Citemos una frase de Cocteau, que no es un gran poeta ni un hombre honrado, pero que formula, a veces, muy raras, juicios exactos, de una palmaria y sensata exactitud. Cocteau no emociona con versos ni con actos. Cocteau, como diestro albañil en piedra, dispone en ocasiones del codo y de la muñeca certeramente y sabe encajar bien en el aire, tales o cuales ideas hechas, que yacen o ruedan por el suelo, silvestres huevos de la sensibilidad media. “Desconfiad, –dice Cocteau–, de los poetas que obtienen demasiado pronto el sufragio de la juventud. Nada se desvanece tan rápidamente, como un éxito improvisado, así sea de buena ley”. También Radiguet, por su parte, dudaba ya hasta negaba en los “niños prodigios”, la existencia de un espíritu verdaderamente creador. Lo demás son cuentos de kindergarten para estimular la moral y la imaginación de los niños de ambos sexos.
En América deberíase evitar, más que en parte alguno, la superchería de los “niños prodigios” y de las obras de fulminante ejecutoria. Los indoamericanos somos ya, por índole y por naturaleza telúrica, precoces. Estimular, con el mito de los “niños prodigios”, nuestra precocidad y la falencia temprana de nuestra vida, es peligroso y hasta funesto. A los treinta años, hemos dado ya toda nuestra sangre, en arte, en vida, en novelería. “Si pasa usted los treinta, –me decía un inteligente amigo peruano,– con toda felicidad, es decir, sin perder ni mancillar su austeridad espiritual y su fe creadora, está usted salvado. Temo que a los treinta años, cuelgue la lira y aterrice”. Hasta los treinta años creemos, amamos, odiamos, reímos exclusivamente y lloramos exclusivamente. Después, se llora riendo y se ríe llorando. Viene el escepticismo total o parcial, refugiando, en este último caso, nuestra fe vital, en el jamón superior y en el queso de vaca. Después, reemplazamos el noble y desinteresado espíritu de la primera juventud, por un práctico y bovino sentido común. En contados casos, sobreviene el suicidio, la locura, un vicio determinado o una estática borrachera de desesperación. Nos volvemos pesimistas estériles, ciudadanos malvados, corazones dispépticos o riñones diputados. Los indo-americanos, en general, somos inteligentes, entusiastas, generosos, rebeldes y revolucionarios, hasta los treinta años. Se viaja, se sufre, se aventura, se lucha y se vive para la humanidad. Pero, a partir de esa edad, claudicamos y nos retractamos tratando solamente de subsistir para nosotros, nuestra esposa y nuestros hijos. Perdemos toda vocación grande, reemplazándola con menores apetitos. Perdemos el instinto creador del hombre, reemplazándolo, en el más inocente de los casos, por el rol convencional del marido y, a menudo, por un “tic” social cualquiera, como el de médico, subprefecto, persona decente, dandy o drogómano. El poeta, llegado a genio a los veinticinco años, –!oh Cocteau! !oh Radiguet!– advierte de pronto que no le queda ya nada que hacer, puesto que lo ha hecho todo. Con el pintor, el músico y el escultor, ocurre lo mismo. El fuego se les acaba por causas simultáneas: por agotamiento biológico interno y, –tal es el escollo que hay que evitar en América,– por que la atmósfera se vuelve húmeda, a causa de la mucha tinta del elogio en linotipo.

• _Tarea propuesta_: Enumera todos los ejemplos de «tic» social que, según el texto seleccionado, reemplazan a menudo el instinto creador del hombre. Los registros proceden de una fuente distinta de la del texto seleccionado.

• _Extracto de registros_:
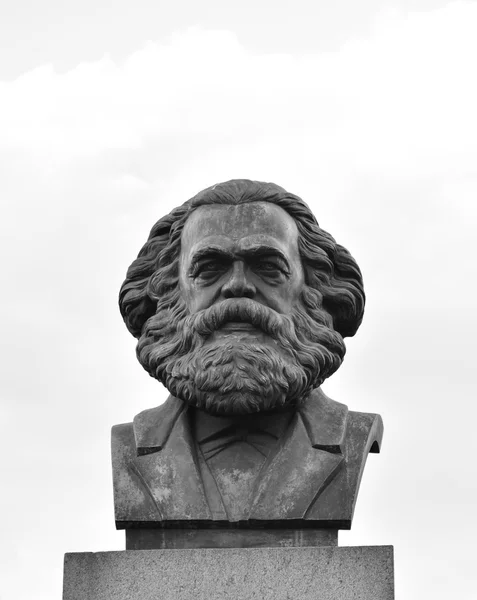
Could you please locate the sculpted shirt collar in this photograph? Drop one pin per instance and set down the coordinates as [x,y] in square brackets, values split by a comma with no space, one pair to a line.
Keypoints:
[324,420]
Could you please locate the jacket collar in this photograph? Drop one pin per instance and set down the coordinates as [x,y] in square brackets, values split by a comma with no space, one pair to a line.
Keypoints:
[324,420]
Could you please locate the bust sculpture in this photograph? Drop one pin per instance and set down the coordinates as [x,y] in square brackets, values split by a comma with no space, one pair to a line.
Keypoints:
[240,303]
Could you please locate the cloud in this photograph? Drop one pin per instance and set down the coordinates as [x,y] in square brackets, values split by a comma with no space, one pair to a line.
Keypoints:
[379,137]
[401,99]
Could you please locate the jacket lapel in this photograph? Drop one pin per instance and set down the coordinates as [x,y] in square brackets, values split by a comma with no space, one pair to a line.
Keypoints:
[170,470]
[307,460]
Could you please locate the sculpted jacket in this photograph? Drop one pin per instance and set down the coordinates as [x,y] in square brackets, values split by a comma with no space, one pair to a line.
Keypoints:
[313,475]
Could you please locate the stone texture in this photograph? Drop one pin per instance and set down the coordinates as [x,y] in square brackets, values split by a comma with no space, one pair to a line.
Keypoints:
[240,303]
[331,573]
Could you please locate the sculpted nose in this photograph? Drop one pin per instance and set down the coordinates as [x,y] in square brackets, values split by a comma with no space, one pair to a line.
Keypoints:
[238,285]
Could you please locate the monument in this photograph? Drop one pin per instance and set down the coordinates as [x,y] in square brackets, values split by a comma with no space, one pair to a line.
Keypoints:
[240,303]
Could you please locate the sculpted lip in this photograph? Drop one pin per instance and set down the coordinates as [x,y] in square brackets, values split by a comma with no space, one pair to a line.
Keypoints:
[238,326]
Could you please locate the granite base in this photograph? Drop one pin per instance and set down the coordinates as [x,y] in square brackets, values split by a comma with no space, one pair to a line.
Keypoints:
[307,573]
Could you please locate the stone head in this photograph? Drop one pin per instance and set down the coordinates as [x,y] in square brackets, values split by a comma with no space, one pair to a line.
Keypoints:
[240,301]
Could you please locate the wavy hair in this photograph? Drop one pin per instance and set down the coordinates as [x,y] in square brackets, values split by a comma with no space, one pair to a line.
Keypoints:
[331,274]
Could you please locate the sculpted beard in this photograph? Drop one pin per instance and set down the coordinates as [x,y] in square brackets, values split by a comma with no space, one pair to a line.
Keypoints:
[235,373]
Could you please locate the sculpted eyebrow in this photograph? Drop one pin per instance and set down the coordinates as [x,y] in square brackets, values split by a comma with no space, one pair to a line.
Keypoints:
[209,252]
[266,251]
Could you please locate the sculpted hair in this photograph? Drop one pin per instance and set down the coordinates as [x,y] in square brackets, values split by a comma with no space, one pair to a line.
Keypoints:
[333,278]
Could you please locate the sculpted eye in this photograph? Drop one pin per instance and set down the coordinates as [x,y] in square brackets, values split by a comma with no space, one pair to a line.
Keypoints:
[209,269]
[270,268]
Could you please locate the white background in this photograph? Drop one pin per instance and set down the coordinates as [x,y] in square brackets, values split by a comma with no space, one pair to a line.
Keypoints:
[113,113]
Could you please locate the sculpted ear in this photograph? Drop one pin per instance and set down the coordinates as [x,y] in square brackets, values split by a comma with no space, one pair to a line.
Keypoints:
[344,297]
[135,303]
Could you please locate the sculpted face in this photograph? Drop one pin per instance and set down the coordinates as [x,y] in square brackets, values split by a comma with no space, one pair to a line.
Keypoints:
[238,335]
[244,251]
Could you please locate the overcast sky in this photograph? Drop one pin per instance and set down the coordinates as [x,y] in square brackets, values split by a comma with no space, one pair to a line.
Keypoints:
[111,117]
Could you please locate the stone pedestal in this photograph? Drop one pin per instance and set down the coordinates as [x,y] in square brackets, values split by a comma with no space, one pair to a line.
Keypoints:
[307,573]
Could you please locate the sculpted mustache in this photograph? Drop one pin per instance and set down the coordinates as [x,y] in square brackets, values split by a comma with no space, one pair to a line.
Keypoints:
[236,309]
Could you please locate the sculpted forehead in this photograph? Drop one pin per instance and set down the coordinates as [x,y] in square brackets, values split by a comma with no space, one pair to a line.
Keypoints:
[256,222]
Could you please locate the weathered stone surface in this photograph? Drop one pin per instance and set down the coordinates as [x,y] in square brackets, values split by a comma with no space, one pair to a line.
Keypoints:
[240,303]
[347,573]
[158,538]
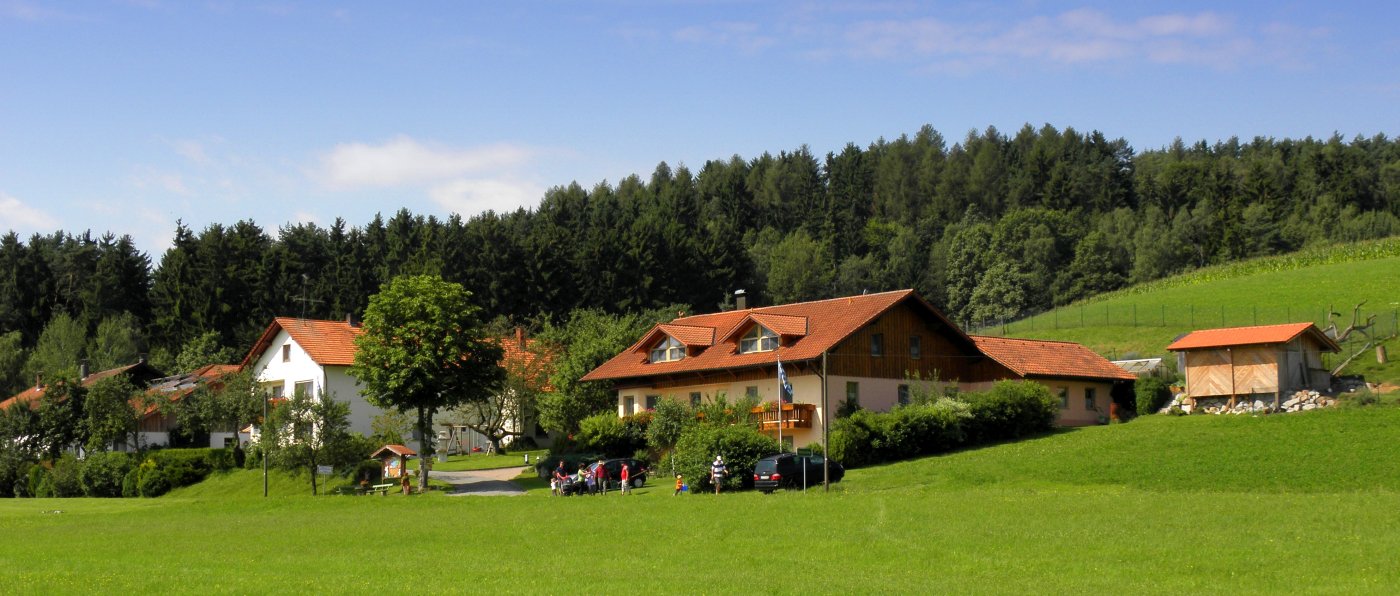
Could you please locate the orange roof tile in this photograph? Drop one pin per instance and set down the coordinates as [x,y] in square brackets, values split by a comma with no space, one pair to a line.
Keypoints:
[329,343]
[829,322]
[1050,358]
[1252,335]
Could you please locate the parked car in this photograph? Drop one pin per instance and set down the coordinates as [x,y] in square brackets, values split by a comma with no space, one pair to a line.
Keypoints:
[636,472]
[784,470]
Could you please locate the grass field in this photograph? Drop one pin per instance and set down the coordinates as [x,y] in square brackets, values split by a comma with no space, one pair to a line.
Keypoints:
[1298,502]
[1141,322]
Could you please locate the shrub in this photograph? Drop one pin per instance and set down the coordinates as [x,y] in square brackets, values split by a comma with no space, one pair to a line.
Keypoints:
[1151,395]
[741,447]
[667,423]
[65,477]
[102,473]
[32,479]
[1010,410]
[129,483]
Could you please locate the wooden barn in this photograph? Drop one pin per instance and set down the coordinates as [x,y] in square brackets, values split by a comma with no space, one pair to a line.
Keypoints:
[1269,360]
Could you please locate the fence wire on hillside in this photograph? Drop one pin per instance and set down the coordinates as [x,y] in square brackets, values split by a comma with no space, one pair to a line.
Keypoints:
[1189,316]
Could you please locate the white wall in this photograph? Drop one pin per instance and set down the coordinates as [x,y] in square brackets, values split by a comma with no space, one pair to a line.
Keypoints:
[298,367]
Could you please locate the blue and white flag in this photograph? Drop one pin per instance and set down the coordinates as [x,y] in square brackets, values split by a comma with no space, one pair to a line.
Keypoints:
[784,388]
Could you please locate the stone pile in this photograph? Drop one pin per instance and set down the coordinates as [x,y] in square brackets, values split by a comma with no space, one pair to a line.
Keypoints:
[1302,400]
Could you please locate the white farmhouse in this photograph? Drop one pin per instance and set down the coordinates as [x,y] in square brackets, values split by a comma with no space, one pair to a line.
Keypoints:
[312,357]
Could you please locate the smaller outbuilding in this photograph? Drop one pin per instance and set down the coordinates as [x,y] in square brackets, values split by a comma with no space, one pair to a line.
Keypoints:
[1267,360]
[395,459]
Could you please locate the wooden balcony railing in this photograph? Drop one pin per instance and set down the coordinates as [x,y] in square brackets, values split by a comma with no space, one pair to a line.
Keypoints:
[787,416]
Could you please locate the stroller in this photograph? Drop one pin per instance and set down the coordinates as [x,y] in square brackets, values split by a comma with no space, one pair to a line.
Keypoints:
[574,486]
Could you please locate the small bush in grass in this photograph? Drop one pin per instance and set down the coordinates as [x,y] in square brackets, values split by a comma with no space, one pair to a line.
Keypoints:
[741,447]
[65,477]
[104,472]
[1151,395]
[129,483]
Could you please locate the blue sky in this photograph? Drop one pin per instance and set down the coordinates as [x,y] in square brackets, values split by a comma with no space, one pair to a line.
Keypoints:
[129,115]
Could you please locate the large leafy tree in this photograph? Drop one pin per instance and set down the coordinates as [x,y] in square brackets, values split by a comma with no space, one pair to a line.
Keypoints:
[423,350]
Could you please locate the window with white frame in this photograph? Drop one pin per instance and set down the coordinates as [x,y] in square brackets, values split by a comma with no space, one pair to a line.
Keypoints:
[669,350]
[758,339]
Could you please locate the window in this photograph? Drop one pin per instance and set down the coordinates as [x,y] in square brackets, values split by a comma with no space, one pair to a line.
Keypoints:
[758,339]
[669,350]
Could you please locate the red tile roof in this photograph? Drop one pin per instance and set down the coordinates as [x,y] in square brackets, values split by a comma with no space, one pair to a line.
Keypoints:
[1050,358]
[1250,336]
[826,323]
[329,343]
[31,395]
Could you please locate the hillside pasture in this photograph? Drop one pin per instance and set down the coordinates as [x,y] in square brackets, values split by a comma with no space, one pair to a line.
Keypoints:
[1159,505]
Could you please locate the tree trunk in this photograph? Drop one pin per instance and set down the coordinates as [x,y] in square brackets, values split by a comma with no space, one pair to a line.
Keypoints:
[424,447]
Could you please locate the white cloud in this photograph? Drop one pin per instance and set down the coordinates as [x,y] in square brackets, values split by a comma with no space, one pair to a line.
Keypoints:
[742,35]
[472,196]
[1074,37]
[406,161]
[21,218]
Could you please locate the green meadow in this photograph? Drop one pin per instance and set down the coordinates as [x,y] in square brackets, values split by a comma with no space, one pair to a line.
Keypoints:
[1297,502]
[1140,322]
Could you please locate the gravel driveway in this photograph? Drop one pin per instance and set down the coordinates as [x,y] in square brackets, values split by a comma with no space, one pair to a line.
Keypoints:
[483,483]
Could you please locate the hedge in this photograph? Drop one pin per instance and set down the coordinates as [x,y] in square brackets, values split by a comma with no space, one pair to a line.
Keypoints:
[1007,412]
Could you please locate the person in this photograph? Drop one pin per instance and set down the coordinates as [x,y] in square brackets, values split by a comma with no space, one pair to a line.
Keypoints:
[556,483]
[717,473]
[601,477]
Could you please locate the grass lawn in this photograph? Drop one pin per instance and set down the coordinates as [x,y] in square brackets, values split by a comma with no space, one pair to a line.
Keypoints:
[1141,323]
[1159,505]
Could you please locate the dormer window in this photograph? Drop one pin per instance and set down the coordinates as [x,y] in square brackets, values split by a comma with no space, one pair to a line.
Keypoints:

• _Respuesta_: Médico, subprefecto, persona decente, dandy y drogómano.